Objective: Copy out the listing that follows, exactly, without its pictures.

Input rows:
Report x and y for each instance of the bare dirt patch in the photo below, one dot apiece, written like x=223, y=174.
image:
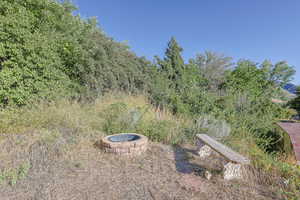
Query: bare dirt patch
x=82, y=171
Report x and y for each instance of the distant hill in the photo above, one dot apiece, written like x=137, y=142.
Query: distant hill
x=290, y=88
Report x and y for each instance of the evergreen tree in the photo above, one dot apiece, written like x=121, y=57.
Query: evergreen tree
x=295, y=103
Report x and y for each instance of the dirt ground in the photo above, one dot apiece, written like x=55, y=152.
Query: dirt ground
x=84, y=172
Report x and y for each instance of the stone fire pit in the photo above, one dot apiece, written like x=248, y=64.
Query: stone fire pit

Expected answer:
Report x and y for each instance of the bare dirt patch in the photo below, one dot apiece, written like x=223, y=174.
image:
Query: bare dirt patch
x=82, y=171
Report x and y for each instance of the distant hill in the photo above, one dot apiece, written like x=137, y=142.
Query: distant hill
x=290, y=88
Report x and y for each instance of the evergreen tree in the photo above, one dot apiece, written like x=121, y=57.
Query: evergreen tree
x=295, y=103
Report x and y for each instance of the dirt ground in the photo above, one dot apiece, written like x=55, y=152.
Query: dirt ground
x=84, y=172
Report x and y for each instance of the stone fire pit in the photo above, one dot apiece, written like x=248, y=64.
Query: stone fire pit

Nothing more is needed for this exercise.